__Problem details__: How many lines in the items below contain the string "white"? Reply with the number alone.

Data entries

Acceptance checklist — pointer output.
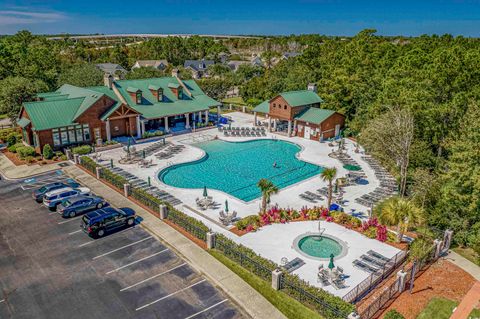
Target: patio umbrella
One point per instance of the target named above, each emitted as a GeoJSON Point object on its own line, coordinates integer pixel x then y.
{"type": "Point", "coordinates": [330, 264]}
{"type": "Point", "coordinates": [205, 194]}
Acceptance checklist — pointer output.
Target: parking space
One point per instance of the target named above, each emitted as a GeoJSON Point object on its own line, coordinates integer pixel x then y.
{"type": "Point", "coordinates": [49, 268]}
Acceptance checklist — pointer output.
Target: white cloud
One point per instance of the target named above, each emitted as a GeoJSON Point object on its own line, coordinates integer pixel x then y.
{"type": "Point", "coordinates": [29, 16]}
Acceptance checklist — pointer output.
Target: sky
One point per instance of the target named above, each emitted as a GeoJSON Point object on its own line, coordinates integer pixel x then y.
{"type": "Point", "coordinates": [269, 17]}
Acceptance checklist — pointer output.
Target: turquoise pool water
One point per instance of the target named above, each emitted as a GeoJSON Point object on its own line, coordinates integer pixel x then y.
{"type": "Point", "coordinates": [319, 246]}
{"type": "Point", "coordinates": [236, 167]}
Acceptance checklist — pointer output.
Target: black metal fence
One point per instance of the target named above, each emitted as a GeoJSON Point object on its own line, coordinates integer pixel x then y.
{"type": "Point", "coordinates": [367, 285]}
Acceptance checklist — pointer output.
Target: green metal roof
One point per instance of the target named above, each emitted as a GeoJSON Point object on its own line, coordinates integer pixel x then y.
{"type": "Point", "coordinates": [303, 97]}
{"type": "Point", "coordinates": [263, 107]}
{"type": "Point", "coordinates": [314, 115]}
{"type": "Point", "coordinates": [51, 114]}
{"type": "Point", "coordinates": [23, 122]}
{"type": "Point", "coordinates": [170, 105]}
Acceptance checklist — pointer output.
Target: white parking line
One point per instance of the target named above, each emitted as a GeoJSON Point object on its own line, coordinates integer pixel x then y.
{"type": "Point", "coordinates": [69, 220]}
{"type": "Point", "coordinates": [172, 294]}
{"type": "Point", "coordinates": [131, 244]}
{"type": "Point", "coordinates": [153, 277]}
{"type": "Point", "coordinates": [137, 261]}
{"type": "Point", "coordinates": [206, 309]}
{"type": "Point", "coordinates": [100, 239]}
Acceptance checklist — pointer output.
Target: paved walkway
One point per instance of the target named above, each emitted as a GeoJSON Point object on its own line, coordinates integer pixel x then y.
{"type": "Point", "coordinates": [464, 263]}
{"type": "Point", "coordinates": [243, 294]}
{"type": "Point", "coordinates": [12, 171]}
{"type": "Point", "coordinates": [468, 302]}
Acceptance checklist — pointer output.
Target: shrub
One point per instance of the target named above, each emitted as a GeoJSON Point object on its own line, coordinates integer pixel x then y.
{"type": "Point", "coordinates": [47, 151]}
{"type": "Point", "coordinates": [12, 139]}
{"type": "Point", "coordinates": [248, 220]}
{"type": "Point", "coordinates": [393, 314]}
{"type": "Point", "coordinates": [24, 151]}
{"type": "Point", "coordinates": [82, 150]}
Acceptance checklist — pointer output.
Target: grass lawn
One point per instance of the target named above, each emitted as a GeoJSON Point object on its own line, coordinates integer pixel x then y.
{"type": "Point", "coordinates": [468, 253]}
{"type": "Point", "coordinates": [440, 308]}
{"type": "Point", "coordinates": [234, 100]}
{"type": "Point", "coordinates": [287, 305]}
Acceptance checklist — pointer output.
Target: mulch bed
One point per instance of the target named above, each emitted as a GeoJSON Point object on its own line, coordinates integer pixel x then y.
{"type": "Point", "coordinates": [441, 279]}
{"type": "Point", "coordinates": [13, 157]}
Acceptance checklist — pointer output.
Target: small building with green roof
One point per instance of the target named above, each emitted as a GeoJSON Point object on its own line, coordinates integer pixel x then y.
{"type": "Point", "coordinates": [74, 115]}
{"type": "Point", "coordinates": [298, 113]}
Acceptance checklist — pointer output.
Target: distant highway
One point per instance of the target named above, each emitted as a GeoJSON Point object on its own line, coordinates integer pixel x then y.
{"type": "Point", "coordinates": [148, 35]}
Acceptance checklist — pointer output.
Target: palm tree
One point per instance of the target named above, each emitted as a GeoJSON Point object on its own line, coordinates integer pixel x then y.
{"type": "Point", "coordinates": [267, 188]}
{"type": "Point", "coordinates": [399, 212]}
{"type": "Point", "coordinates": [328, 175]}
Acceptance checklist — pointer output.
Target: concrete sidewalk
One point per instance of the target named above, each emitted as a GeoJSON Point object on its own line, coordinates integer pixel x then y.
{"type": "Point", "coordinates": [464, 263]}
{"type": "Point", "coordinates": [12, 171]}
{"type": "Point", "coordinates": [242, 293]}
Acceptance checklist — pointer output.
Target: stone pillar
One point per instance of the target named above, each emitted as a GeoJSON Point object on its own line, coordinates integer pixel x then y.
{"type": "Point", "coordinates": [139, 127]}
{"type": "Point", "coordinates": [166, 124]}
{"type": "Point", "coordinates": [447, 239]}
{"type": "Point", "coordinates": [276, 279]}
{"type": "Point", "coordinates": [126, 190]}
{"type": "Point", "coordinates": [109, 132]}
{"type": "Point", "coordinates": [98, 171]}
{"type": "Point", "coordinates": [210, 240]}
{"type": "Point", "coordinates": [162, 211]}
{"type": "Point", "coordinates": [143, 126]}
{"type": "Point", "coordinates": [402, 276]}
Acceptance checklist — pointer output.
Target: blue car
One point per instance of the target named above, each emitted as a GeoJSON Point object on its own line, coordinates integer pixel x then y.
{"type": "Point", "coordinates": [81, 204]}
{"type": "Point", "coordinates": [101, 221]}
{"type": "Point", "coordinates": [39, 193]}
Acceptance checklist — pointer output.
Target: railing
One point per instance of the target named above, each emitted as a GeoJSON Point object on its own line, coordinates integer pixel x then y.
{"type": "Point", "coordinates": [367, 285]}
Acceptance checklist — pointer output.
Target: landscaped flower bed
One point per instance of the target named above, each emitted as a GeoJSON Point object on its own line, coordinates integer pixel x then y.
{"type": "Point", "coordinates": [275, 215]}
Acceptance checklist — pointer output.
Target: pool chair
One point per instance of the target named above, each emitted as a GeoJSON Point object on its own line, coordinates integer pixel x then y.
{"type": "Point", "coordinates": [363, 266]}
{"type": "Point", "coordinates": [378, 256]}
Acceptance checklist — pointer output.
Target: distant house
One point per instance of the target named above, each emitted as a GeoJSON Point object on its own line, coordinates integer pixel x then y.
{"type": "Point", "coordinates": [74, 115]}
{"type": "Point", "coordinates": [157, 64]}
{"type": "Point", "coordinates": [288, 55]}
{"type": "Point", "coordinates": [113, 69]}
{"type": "Point", "coordinates": [234, 65]}
{"type": "Point", "coordinates": [198, 67]}
{"type": "Point", "coordinates": [298, 113]}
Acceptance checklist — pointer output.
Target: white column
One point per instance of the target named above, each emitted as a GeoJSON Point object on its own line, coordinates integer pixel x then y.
{"type": "Point", "coordinates": [166, 124]}
{"type": "Point", "coordinates": [139, 128]}
{"type": "Point", "coordinates": [107, 128]}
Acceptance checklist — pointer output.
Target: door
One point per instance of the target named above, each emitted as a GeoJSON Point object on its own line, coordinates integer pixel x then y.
{"type": "Point", "coordinates": [307, 131]}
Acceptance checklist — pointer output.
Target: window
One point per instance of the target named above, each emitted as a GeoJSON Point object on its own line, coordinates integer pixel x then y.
{"type": "Point", "coordinates": [56, 137]}
{"type": "Point", "coordinates": [71, 134]}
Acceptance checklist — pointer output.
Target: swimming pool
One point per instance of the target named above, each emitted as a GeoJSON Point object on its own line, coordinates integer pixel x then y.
{"type": "Point", "coordinates": [236, 167]}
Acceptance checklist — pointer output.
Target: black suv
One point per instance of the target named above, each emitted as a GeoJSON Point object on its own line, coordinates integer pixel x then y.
{"type": "Point", "coordinates": [101, 221]}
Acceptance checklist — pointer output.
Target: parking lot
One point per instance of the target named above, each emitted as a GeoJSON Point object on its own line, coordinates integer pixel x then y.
{"type": "Point", "coordinates": [49, 268]}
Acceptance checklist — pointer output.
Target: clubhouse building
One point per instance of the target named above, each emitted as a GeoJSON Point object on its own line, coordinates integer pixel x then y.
{"type": "Point", "coordinates": [298, 113]}
{"type": "Point", "coordinates": [74, 115]}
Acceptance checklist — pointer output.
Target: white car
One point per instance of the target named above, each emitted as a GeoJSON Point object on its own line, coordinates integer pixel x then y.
{"type": "Point", "coordinates": [53, 198]}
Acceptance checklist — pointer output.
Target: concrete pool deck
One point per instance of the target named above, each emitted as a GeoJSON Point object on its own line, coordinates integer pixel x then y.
{"type": "Point", "coordinates": [274, 241]}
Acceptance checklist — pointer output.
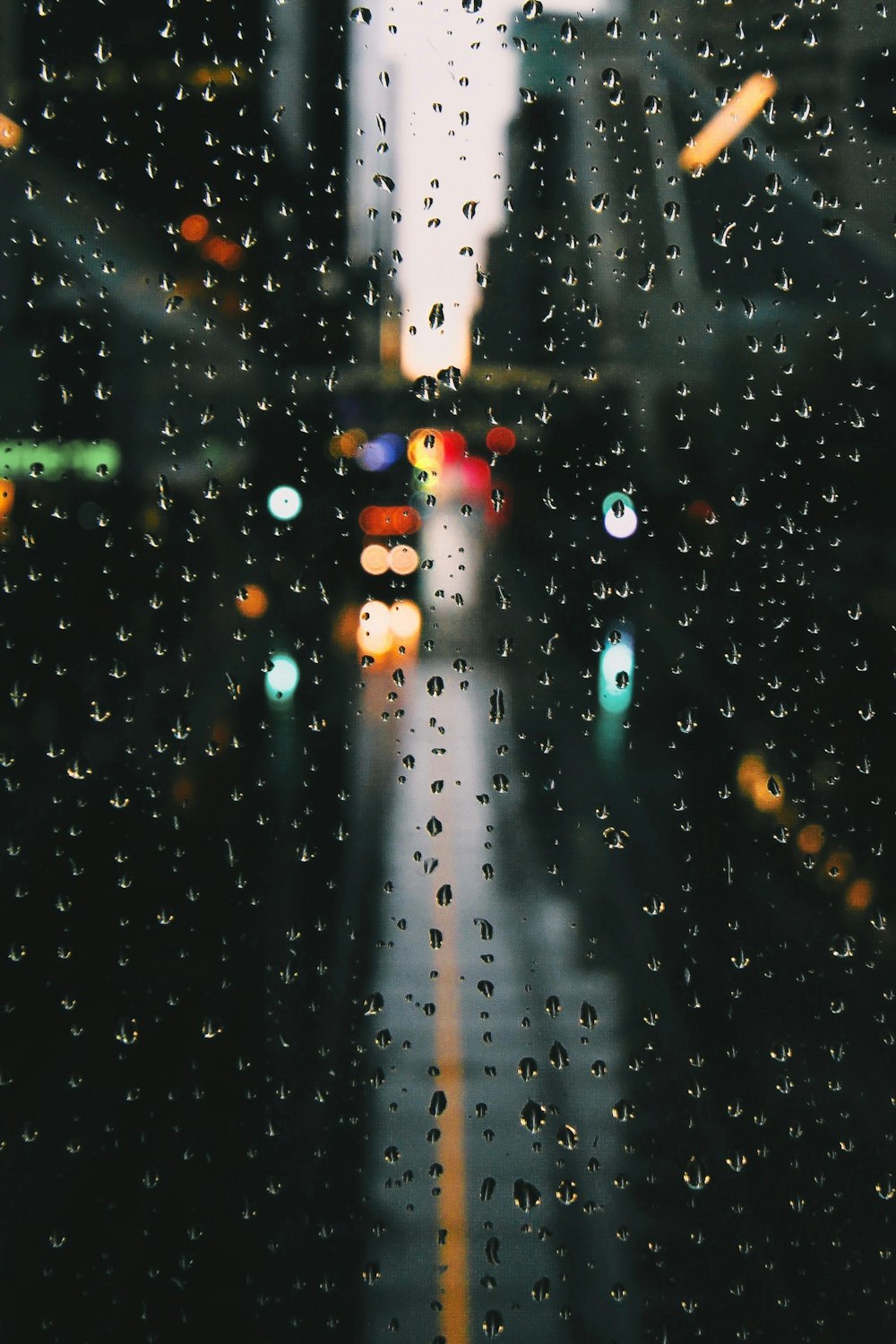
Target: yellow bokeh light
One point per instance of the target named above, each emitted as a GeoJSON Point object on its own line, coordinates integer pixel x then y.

__Task solution__: 4